GIVEN TEXT:

☆ ☆ ☆

The Basics
Managing local traffic is a major concern for residents. According to the 2015 Community Attitudes Survey, half are dissatisfied with the amount of congestion, and one in four is dissatisfied with the condition of Delaware streets.  Moving Delaware Forward is City Council’s vision to take care of the basics and allow our transportation system to keep pace with a growing city.

City of Delaware Engineer Bill Ferrigno discusses transportation issues.  Video 1: The Point, a bypass, truck traffic and more Video 2: The City’s vision for local street resurfacing

View Citywide Pavement Condition Ratings
Transportation Planning 1996-2016
View Priority Projects
Moving Delaware Forward FAQs
Moving Delaware Forward Priority Projects
Comment on Moving Delaware Forward

The Plan
Street maintenance and resurfacing:  In an average year, we resurface a little over 1 mile of local streets.  At this rate the majority of streets will deteriorate to an unacceptable condition long before being included in a resurfacing program. Moving Delaware Forward will quadruple the amount of dollars allocated to resurfacing neighborhood streets. Residents surveyed also said traffic signal timing is an issue; the plan calls for optimizing timing, and increasing parking capacity.

Transportation improvements: Proposed are projects that reduce congestion and improve the overall efficiency of our street network. City Council, with community input, has identified priority projects out of more than 50.

☆ ☆ ☆

OBJECTIVE A: Reproduce the Moving Delaware Forward page above word for word, in full.

DATASET CONTENT:

☆ ☆ ☆

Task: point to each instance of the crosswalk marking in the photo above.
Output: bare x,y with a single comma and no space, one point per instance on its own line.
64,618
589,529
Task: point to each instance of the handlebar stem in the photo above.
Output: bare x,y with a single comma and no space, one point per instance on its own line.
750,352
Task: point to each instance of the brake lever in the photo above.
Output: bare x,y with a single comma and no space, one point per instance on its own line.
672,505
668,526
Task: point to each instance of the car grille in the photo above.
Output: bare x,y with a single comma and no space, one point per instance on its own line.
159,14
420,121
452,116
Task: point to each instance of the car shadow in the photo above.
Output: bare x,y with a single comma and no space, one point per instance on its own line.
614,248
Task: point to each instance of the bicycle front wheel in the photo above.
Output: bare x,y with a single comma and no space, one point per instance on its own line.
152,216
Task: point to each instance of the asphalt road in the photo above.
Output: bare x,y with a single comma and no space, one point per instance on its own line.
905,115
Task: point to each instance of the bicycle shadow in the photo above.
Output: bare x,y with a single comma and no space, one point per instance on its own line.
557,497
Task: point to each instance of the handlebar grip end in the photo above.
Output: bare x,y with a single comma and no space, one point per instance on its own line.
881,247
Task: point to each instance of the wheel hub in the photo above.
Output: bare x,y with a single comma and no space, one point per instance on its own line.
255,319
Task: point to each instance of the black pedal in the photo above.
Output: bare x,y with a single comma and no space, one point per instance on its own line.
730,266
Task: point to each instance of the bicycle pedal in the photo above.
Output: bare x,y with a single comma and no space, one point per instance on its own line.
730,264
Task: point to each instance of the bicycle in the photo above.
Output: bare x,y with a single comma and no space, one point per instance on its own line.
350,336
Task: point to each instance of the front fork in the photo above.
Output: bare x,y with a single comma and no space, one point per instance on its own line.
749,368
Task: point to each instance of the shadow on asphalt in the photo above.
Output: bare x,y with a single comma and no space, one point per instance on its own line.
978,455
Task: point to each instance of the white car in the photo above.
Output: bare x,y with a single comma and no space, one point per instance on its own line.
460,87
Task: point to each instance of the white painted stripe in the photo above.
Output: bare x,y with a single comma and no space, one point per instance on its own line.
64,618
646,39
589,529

☆ ☆ ☆

OBJECTIVE B: From the entries, pull out each line that contains the word "pedal".

RESPONSE A:
The Basics
Managing local traffic is a major concern for residents. According to the 2015 Community Attitudes Survey, half are dissatisfied with the amount of congestion, and one in four is dissatisfied with the condition of Delaware streets.  Moving Delaware Forward is City Council’s vision to take care of the basics and allow our transportation system to keep pace with a growing city.

City of Delaware Engineer Bill Ferrigno discusses transportation issues.  Video 1: The Point, a bypass, truck traffic and more Video 2: The City’s vision for local street resurfacing

View Citywide Pavement Condition Ratings
Transportation Planning 1996-2016
View Priority Projects
Moving Delaware Forward FAQs
Moving Delaware Forward Priority Projects
Comment on Moving Delaware Forward

The Plan
Street maintenance and resurfacing:  In an average year, we resurface a little over 1 mile of local streets.  At this rate the majority of streets will deteriorate to an unacceptable condition long before being included in a resurfacing program. Moving Delaware Forward will quadruple the amount of dollars allocated to resurfacing neighborhood streets. Residents surveyed also said traffic signal timing is an issue; the plan calls for optimizing timing, and increasing parking capacity.

Transportation improvements: Proposed are projects that reduce congestion and improve the overall efficiency of our street network. City Council, with community input, has identified priority projects out of more than 50.

RESPONSE B:
Task: point to each instance of the black pedal in the photo above.
Task: point to each instance of the bicycle pedal in the photo above.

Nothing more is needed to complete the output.